[Start of Attachment]
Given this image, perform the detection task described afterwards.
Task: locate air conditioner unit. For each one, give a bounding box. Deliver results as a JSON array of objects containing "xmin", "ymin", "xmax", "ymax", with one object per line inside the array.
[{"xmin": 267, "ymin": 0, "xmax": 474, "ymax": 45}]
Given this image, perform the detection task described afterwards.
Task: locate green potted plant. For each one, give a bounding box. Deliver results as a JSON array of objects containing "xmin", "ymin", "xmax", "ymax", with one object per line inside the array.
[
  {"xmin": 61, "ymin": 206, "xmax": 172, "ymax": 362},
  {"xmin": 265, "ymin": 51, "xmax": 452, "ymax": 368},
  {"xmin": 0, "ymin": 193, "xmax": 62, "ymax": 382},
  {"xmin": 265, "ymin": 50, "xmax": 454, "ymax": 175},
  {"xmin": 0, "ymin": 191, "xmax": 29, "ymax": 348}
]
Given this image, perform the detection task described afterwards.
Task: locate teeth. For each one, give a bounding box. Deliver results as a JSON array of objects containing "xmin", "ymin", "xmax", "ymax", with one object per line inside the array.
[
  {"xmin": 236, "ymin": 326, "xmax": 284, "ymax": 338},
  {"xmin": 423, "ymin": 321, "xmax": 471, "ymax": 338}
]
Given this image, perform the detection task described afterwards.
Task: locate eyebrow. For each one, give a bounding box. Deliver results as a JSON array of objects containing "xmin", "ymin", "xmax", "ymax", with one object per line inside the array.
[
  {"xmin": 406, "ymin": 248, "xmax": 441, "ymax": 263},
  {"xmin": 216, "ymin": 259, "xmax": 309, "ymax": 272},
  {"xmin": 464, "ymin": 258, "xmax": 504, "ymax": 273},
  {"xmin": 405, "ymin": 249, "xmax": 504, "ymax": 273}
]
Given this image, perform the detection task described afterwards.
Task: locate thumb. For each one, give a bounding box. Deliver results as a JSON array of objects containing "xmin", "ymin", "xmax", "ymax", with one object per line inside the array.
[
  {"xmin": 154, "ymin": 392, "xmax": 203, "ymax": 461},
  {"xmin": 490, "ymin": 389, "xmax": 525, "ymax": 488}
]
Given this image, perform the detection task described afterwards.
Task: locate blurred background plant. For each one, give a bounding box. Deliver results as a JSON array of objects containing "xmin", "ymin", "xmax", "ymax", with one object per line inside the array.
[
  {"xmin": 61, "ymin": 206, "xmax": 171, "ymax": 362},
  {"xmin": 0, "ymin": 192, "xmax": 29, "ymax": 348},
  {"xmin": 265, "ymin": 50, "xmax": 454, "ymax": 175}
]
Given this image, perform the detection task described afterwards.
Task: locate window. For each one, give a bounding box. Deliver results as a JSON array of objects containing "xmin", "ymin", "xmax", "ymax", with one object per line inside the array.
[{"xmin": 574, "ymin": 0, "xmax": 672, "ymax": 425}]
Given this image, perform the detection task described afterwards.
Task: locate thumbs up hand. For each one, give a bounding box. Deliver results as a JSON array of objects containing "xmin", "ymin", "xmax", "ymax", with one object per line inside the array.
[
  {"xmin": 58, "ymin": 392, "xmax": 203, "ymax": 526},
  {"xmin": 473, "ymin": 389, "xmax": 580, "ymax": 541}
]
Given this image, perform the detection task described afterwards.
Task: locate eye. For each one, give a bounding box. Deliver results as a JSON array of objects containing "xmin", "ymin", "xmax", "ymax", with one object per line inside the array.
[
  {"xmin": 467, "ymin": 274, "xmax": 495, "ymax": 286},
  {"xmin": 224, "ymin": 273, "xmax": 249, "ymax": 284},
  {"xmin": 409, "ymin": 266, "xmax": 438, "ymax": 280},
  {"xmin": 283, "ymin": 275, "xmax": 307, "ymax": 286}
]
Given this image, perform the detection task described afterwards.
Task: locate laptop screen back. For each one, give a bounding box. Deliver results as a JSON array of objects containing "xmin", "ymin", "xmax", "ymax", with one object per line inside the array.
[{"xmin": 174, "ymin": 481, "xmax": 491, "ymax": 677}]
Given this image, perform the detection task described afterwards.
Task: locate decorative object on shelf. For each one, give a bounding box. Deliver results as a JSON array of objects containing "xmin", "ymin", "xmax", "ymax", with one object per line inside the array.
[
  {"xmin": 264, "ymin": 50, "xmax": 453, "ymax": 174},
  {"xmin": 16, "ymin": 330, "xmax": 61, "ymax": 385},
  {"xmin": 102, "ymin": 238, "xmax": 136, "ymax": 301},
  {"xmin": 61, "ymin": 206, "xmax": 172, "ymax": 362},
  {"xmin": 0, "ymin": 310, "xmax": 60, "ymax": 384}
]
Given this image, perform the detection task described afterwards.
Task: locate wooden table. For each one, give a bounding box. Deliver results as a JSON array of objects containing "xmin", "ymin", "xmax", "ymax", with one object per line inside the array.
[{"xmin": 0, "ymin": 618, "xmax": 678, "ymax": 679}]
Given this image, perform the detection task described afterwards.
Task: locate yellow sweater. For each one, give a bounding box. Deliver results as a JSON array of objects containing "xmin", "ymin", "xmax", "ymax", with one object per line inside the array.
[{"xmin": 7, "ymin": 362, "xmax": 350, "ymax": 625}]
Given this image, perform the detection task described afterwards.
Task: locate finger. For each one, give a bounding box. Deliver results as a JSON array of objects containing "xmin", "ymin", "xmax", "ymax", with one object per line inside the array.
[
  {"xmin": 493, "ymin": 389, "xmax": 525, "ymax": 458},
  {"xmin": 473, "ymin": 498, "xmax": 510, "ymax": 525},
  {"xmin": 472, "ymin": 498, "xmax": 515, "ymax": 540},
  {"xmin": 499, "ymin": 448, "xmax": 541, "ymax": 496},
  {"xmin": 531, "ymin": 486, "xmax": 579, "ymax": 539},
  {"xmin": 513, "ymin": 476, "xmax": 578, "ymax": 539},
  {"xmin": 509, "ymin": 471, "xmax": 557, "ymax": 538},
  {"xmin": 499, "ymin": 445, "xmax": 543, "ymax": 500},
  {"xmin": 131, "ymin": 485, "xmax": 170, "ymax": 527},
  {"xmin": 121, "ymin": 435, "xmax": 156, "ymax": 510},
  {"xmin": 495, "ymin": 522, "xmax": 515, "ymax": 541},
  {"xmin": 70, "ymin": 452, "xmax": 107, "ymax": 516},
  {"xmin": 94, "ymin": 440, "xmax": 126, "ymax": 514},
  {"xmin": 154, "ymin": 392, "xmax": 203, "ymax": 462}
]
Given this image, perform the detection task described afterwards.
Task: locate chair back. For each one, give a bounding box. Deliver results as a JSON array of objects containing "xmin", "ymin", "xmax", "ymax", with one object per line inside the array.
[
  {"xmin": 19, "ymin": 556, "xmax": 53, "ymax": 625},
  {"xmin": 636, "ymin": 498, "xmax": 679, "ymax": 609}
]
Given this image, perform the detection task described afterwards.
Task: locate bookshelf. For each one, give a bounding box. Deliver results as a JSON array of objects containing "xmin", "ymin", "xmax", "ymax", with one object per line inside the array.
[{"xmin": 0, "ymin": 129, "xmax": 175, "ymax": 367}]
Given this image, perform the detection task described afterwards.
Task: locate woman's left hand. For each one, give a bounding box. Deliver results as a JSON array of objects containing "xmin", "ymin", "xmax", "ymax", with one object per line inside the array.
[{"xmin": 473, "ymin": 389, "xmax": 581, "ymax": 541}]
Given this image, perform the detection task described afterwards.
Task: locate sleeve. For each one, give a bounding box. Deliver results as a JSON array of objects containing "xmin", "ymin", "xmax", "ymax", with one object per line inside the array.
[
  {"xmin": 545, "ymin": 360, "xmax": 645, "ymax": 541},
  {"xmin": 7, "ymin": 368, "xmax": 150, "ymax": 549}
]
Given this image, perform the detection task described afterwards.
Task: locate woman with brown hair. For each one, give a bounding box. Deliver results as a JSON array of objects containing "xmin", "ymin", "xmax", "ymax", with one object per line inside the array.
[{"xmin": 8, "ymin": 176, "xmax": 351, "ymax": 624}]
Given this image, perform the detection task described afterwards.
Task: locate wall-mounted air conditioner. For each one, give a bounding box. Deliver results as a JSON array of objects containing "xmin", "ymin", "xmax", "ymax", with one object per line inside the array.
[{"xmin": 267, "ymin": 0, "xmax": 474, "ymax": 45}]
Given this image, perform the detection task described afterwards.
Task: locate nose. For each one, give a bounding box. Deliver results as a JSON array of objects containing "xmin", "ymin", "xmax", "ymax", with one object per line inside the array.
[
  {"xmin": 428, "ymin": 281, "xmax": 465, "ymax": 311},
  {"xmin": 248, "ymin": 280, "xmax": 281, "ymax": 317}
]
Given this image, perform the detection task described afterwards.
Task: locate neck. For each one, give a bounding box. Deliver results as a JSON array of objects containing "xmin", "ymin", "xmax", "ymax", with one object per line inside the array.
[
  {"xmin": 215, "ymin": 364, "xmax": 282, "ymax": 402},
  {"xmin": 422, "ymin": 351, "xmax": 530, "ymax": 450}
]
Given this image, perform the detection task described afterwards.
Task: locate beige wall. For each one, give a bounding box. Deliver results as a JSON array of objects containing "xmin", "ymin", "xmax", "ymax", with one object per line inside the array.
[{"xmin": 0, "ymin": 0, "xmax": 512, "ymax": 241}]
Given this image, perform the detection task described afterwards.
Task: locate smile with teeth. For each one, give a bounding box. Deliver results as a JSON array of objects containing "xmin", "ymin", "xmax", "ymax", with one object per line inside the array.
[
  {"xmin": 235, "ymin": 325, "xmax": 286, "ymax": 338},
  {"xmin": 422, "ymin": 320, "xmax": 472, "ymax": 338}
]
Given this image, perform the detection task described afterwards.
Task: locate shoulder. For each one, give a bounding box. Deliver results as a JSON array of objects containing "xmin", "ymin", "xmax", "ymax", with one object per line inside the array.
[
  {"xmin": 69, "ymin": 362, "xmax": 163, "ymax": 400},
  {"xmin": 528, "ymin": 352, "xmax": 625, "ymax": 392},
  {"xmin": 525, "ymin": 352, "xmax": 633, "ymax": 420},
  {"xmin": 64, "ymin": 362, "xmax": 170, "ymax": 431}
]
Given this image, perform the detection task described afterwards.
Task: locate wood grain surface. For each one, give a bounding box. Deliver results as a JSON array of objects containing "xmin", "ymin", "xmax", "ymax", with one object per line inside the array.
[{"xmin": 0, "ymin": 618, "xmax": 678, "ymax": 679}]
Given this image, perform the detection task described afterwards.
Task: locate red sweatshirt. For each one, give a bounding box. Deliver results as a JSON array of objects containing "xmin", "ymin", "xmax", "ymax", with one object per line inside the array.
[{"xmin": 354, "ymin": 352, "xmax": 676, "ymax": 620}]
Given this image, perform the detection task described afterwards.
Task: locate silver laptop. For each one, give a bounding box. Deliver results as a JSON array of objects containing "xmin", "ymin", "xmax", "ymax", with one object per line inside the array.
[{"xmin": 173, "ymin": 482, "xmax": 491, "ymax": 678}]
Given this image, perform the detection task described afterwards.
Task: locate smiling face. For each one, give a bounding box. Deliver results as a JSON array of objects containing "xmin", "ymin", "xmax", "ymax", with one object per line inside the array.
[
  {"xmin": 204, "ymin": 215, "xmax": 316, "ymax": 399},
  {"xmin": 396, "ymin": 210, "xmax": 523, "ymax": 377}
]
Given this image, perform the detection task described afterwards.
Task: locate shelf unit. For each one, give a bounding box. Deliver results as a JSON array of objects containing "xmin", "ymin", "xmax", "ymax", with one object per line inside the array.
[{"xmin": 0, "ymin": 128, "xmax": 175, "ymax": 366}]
[End of Attachment]
Problem to work on
Everything from the line containing "Task: locate silver" through the last line of the listing must be reproduced exactly, and no other line.

Solution for this task
Task: locate silver laptop. For each one, give a bounding box. Deliver results as a JSON array of objects containing "xmin", "ymin", "xmax", "ymax", with one object per line inside the array.
[{"xmin": 173, "ymin": 482, "xmax": 491, "ymax": 678}]
Given this image, perform the detection task described afterwards.
Task: locate smiling face. For each one, give a bounding box. Deliver results as a JSON array of objects containing "xmin", "ymin", "xmax", "ymax", with one object per line inside the array.
[
  {"xmin": 204, "ymin": 215, "xmax": 316, "ymax": 399},
  {"xmin": 396, "ymin": 210, "xmax": 523, "ymax": 377}
]
Given this image, perform the detection task described afterwards.
Task: locate shelf unit. For each one, give a bounding box. Deliver results as a JSON array of objects containing "xmin", "ymin", "xmax", "ymax", with one object per line inside the array.
[{"xmin": 0, "ymin": 128, "xmax": 175, "ymax": 366}]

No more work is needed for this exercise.